> **Data shown**:
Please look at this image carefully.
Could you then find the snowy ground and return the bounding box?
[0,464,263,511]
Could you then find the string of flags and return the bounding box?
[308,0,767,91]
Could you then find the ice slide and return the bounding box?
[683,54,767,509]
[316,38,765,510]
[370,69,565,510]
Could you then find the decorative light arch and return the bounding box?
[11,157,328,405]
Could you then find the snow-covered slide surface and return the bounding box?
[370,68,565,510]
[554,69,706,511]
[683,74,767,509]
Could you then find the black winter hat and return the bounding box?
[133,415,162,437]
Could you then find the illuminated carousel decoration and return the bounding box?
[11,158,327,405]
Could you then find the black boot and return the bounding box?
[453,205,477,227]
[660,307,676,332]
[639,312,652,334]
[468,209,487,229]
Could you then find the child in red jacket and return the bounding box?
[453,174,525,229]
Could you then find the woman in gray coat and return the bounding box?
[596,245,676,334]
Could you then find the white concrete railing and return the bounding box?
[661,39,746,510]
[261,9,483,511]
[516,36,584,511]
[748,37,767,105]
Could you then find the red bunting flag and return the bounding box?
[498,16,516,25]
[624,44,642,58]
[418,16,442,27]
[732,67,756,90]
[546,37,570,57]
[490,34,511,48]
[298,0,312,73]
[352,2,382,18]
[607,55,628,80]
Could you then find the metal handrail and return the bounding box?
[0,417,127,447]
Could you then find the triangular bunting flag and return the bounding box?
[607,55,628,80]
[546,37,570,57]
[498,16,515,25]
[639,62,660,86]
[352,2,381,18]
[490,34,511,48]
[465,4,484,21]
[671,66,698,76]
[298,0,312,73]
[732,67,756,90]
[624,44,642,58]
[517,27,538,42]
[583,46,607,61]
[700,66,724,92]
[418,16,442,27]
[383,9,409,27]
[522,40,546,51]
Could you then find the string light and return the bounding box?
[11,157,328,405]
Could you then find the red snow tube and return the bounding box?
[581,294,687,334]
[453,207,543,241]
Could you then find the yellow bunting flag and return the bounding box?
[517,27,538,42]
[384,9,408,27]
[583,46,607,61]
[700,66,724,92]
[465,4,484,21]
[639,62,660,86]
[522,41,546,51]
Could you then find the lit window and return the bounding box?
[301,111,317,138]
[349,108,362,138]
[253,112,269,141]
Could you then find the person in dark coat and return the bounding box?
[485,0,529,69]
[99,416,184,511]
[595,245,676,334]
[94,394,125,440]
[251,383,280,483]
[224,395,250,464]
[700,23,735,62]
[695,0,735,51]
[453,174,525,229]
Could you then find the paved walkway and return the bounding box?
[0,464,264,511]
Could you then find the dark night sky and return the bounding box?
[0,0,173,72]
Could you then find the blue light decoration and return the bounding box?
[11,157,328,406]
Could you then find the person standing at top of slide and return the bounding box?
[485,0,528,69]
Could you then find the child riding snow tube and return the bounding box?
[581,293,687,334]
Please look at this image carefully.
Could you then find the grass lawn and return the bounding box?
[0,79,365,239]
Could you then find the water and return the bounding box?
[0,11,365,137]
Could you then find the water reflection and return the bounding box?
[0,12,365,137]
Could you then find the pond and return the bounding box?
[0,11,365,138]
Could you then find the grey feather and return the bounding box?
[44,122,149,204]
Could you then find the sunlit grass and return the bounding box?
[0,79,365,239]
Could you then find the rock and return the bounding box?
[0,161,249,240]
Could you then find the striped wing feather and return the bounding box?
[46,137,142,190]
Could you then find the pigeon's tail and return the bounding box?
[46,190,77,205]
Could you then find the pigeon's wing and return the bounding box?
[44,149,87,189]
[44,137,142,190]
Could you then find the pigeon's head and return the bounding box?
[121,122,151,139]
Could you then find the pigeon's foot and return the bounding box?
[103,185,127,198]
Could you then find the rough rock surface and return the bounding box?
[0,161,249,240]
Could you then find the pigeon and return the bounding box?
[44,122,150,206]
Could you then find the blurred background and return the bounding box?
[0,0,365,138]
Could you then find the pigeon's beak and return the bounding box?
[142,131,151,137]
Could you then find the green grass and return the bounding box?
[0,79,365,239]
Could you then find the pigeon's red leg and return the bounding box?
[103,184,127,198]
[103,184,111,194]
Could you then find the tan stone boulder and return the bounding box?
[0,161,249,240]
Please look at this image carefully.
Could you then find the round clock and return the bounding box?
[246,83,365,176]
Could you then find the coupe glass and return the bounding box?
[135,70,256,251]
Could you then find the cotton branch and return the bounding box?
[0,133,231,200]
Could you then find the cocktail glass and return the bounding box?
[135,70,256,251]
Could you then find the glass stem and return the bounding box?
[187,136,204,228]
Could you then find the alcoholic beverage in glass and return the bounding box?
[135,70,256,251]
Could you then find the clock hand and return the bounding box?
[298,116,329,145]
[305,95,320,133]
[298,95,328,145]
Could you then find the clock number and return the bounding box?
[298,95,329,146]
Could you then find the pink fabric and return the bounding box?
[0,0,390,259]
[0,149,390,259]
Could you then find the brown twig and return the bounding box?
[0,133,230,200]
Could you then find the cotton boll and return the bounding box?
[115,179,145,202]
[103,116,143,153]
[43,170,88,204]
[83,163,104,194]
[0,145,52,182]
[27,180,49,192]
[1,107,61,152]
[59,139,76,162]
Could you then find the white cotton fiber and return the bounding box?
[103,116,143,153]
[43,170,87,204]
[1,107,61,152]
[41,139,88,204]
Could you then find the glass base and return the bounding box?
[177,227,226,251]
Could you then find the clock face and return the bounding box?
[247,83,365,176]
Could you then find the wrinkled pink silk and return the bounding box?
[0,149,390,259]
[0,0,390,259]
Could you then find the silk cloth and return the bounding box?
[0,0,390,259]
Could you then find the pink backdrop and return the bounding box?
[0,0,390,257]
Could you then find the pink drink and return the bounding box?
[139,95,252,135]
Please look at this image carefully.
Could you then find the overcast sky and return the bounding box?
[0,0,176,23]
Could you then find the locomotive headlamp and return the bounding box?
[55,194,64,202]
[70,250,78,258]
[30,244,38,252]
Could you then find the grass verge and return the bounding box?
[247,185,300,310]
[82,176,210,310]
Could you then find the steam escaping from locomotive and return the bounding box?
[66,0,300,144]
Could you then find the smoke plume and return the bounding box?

> **Stated problem**:
Recast every one of the records above as a numbered list, omitting any blank lines.

> **Written answer**:
1. Please look at this image carefully.
2. Could you then find the snowy ground and return the bounding box?
3. [0,464,263,511]
4. Could you then find the string of flags and return the bounding box?
5. [308,0,767,91]
6. Could you then find the ice slide and return the bounding box?
7. [683,54,767,509]
8. [316,38,765,510]
9. [370,69,565,510]
10. Could you then find the decorative light arch and return the bounding box?
11. [11,157,328,405]
12. Could you then find the snow-covered slide surface and return the bounding box?
13. [370,68,565,510]
14. [554,69,706,511]
15. [683,74,767,509]
16. Could you then find the black winter hat and return the bounding box?
17. [133,415,162,437]
18. Could you then find the illuminated carousel decoration and return the bounding box?
19. [11,158,327,405]
20. Could you then find the black boot and return the bounding box?
21. [453,205,477,227]
22. [660,307,676,332]
23. [639,312,652,334]
24. [468,209,487,229]
25. Could you then find the child in red jacket and return the bounding box?
26. [453,174,525,229]
27. Could you then find the woman in gray coat and return the bounding box?
28. [596,245,676,334]
29. Could you then find the white concrete railing and return the bounding box?
30. [661,39,746,510]
31. [261,9,483,511]
32. [516,36,584,511]
33. [748,37,767,105]
34. Could you then find the red bunting flag and return the bounding box?
35. [498,16,516,25]
36. [624,44,642,58]
37. [418,16,442,27]
38. [732,67,756,90]
39. [546,37,570,57]
40. [490,34,511,48]
41. [298,0,312,73]
42. [352,2,382,18]
43. [607,55,628,80]
44. Could you then find the metal handrail and return the bounding box?
45. [0,417,127,447]
46. Could you then find the triangular bunting flag and return the bounding box?
47. [607,55,628,80]
48. [546,37,570,57]
49. [498,16,515,25]
50. [639,62,660,86]
51. [352,2,381,18]
52. [490,34,511,48]
53. [465,4,484,21]
54. [671,66,698,76]
55. [298,0,312,73]
56. [732,67,756,90]
57. [624,44,642,58]
58. [517,27,538,42]
59. [583,46,607,61]
60. [700,66,724,92]
61. [418,16,442,27]
62. [383,9,409,27]
63. [522,40,546,51]
64. Could you then find the string light and return the bounding box?
65. [11,157,328,405]
66. Could you then find the red snow tube and return the bounding box?
67. [581,294,687,334]
68. [453,207,543,241]
69. Could you then find the yellow bunting flag and return the bounding box?
70. [517,27,538,42]
71. [384,9,408,27]
72. [583,46,607,61]
73. [700,66,724,92]
74. [465,4,484,21]
75. [639,62,660,86]
76. [522,41,546,51]
77. Could you then find the lit window and return the bounding box?
78. [301,111,317,138]
79. [349,108,362,138]
80. [253,112,269,141]
81. Could you then find the person in dark coat and return the bounding box?
82. [485,0,529,69]
83. [99,416,184,511]
84. [595,245,676,334]
85. [94,394,125,440]
86. [251,383,280,483]
87. [224,395,250,464]
88. [700,23,735,62]
89. [695,0,735,51]
90. [453,174,525,229]
91. Could you then find the paved walkway and return the bounding box?
92. [0,464,264,511]
93. Could you then find the dark night sky and return the bounding box?
94. [0,0,173,72]
95. Could you then find the blue light decoration and return the bounding box?
96. [11,157,328,406]
97. Could you then find the person standing at top of slide and return the bounding box?
98. [485,0,528,69]
99. Could you then find the child riding snow tube and return the bounding box?
100. [581,293,687,334]
101. Please look at this image carefully.
102. Could you then find the grass lawn and return the bounding box?
103. [0,79,365,239]
104. Could you then find the water and return the bounding box?
105. [0,11,365,137]
106. Could you then find the water reflection and return the bounding box?
107. [0,12,365,137]
108. Could you then find the pond and return the bounding box?
109. [0,11,365,138]
110. Could you then find the grey feather and return the bounding box?
111. [44,122,149,204]
112. Could you then find the sunlit grass and return the bounding box?
113. [0,79,365,239]
114. Could you then find the rock and return the bounding box?
115. [0,161,249,240]
116. Could you then find the striped wing feather and return the bounding box?
117. [46,137,142,190]
118. Could you then find the pigeon's tail and return the bounding box?
119. [46,190,77,205]
120. Could you then find the pigeon's wing and return the bounding box?
121. [44,149,87,189]
122. [44,137,142,190]
123. Could you then find the pigeon's head and return the bounding box?
124. [121,122,151,139]
125. Could you then find the pigeon's foot and return the bounding box?
126. [103,185,127,198]
127. Could you then find the rough rock surface and return the bounding box?
128. [0,161,249,240]
129. Could you then find the pigeon and return the bounding box?
130. [44,122,150,206]
131. Could you then find the blurred background and return the bounding box?
132. [0,0,365,138]
133. Could you then find the pigeon's beak and return the bounding box?
134. [142,131,151,137]
135. Could you then find the green grass and return the bounding box?
136. [0,79,365,239]
137. Could you then find the pigeon's red leg and return the bounding box?
138. [103,184,127,198]
139. [103,184,111,194]
140. Could you then find the tan stone boulder and return the bounding box?
141. [0,161,249,240]
142. Please look at this image carefully.
143. Could you then find the round clock and return the bounding box?
144. [246,83,365,176]
145. Could you then find the coupe glass and return the bounding box?
146. [135,70,256,251]
147. Could you then find the cotton branch and return the bounding box?
148. [0,133,231,200]
149. Could you then find the cocktail glass and return the bounding box?
150. [135,70,256,251]
151. Could you then find the glass stem and return the bounding box?
152. [187,136,204,228]
153. Could you then find the alcoholic beverage in glass and return the bounding box?
154. [135,70,256,251]
155. Could you then find the clock hand and return the bounding box?
156. [298,116,329,145]
157. [305,95,320,133]
158. [298,95,328,145]
159. Could you then find the clock number and return the bounding box?
160. [298,95,329,146]
161. Could you then find the pink fabric and return the bounding box?
162. [0,0,390,259]
163. [0,149,390,259]
164. Could you then find the brown twig and return the bounding box?
165. [0,133,230,200]
166. Could you then find the cotton boll and return the bounding box?
167. [115,179,145,202]
168. [103,116,143,153]
169. [43,170,88,204]
170. [83,163,104,194]
171. [0,145,52,182]
172. [27,180,49,192]
173. [1,107,61,152]
174. [59,139,76,162]
175. Could you then find the white cotton fiber and return the bounding box?
176. [103,116,143,153]
177. [43,170,87,204]
178. [1,107,61,152]
179. [41,139,88,204]
180. Could you then find the glass base and return the bounding box?
181. [177,227,226,251]
182. Could you then find the clock face and return the bounding box?
183. [247,83,365,176]
184. Could you then find the wrinkled pink silk and return the bounding box?
185. [0,149,390,259]
186. [0,0,390,259]
187. Could you then find the silk cloth and return the bounding box?
188. [0,0,390,259]
189. Could you then find the pink backdrop and return the bounding box?
190. [0,0,390,257]
191. Could you then find the pink drink and return the bounding box?
192. [139,95,252,135]
193. Please look at this image carefully.
194. Could you then find the overcast sky and return the bounding box?
195. [0,0,176,23]
196. Could you then find the locomotive headlamp and return the bounding box?
197. [55,194,64,202]
198. [70,250,78,258]
199. [30,244,38,252]
200. Could you then find the grass verge and return the bounding box?
201. [247,185,300,310]
202. [82,176,210,310]
203. Could you then find the steam escaping from locomotive and return the bounding box?
204. [66,0,300,144]
205. Could you then find the smoke plume and return the bounding box?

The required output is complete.